- [Selected extract]
August 3, 2021 by Jordan Deglise Moore

A dreamy fantasia, Annette is French auteur Leos Carax’s English-language debut is a musical whose experimental approach to its emotional extremes is an ambitious return for the director. The screenplay is by Ron Mael and Russell Mael of Sparks and Carax from an original story, music and songs by the band. The plot follows a stand-up comedian (Adam Driver) and his opera singer wife (Marion Cotillard) and how their lives are changed when they have their first child. Writing in New York Magazine, critic Bilge Ebiri called Annette “an altogether weirder, more troubling and personal film than one might expect…this astoundingly beautiful picture will stand the test of time.” Laemmle Theatres opens the film this Friday, August 6 at the Claremont, Glendale, Monica Film Center, Newhall, NoHo, Playhouse and Town Center.

Following are excerpts from interviews with Carax, Cotillard and Driver in the film’s the Cannes Film Festival press book:

Interview with Leos Carax

Q: When did you did you first encounter the music of Sparks?

A: When I was 13 or 14, a few years after I discovered Bowie. The first album of theirs I got (stole, actually) was Propaganda. And then, Indiscreet. Those are still two of my favorite pop albums today. But later, for years, I wasn’t really aware of what Sparks was doing, because by the age of 16, I started to focus on cinema.

Q: And when and how did you meet brothers Ron and Russell Mael?

A: A year or two after my previous film, Holy Motors, came out. There’s a scene in which Denis Lavant plays a song from Indiscreet in his car: “How Are You Getting Home?” So they knew I liked their work, and contacted me about a musical project. A fantasy about Ingmar Bergman, trapped in Hollywood and unable to escape the city. But that wasn’t for me: I could never do something that is set in the past, and I wouldn’t make a film with a character called Ingmar Bergman. A few months later they sent me about 20 demos and the idea for Annette.

Q: What has been your relationship to musical films? Even in your older films it feels like at times musicals are itching to break out of them. You often had these incredible set pieces with characters expressing themselves through song and dance. Is the idea of making a musical something you’ve been thinking about for a long time?

A: Ever since I began making films. I had imagined my third film, Lovers on the Bridge, as a musical. The big problem, my big regret, is that I can’t compose music myself. And how do you choose, work with, a composer? That worried me.

I didn’t watch many musicals when I was young. I remember seeing Brian De Palma’s Phantom of the Paradise, around the same time I discovered Sparks. I eventually saw American, Russian, and Indian musicals later. And of course, Jacques Demy’s films.

- [Your objective]
Answer these questions from the Annette article, one per line:
(a) On what day and date does Laemmle Theatres open the film?
(b) What was the first Sparks album Carax got?
(c) Which of his films did Carax first imagine as a musical?

- [Material provided]
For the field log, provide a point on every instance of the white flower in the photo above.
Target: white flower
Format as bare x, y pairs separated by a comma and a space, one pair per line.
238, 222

- [Solution below]
(a) Friday, August 6
(b) Propaganda
(c) Lovers on the Bridge, his third film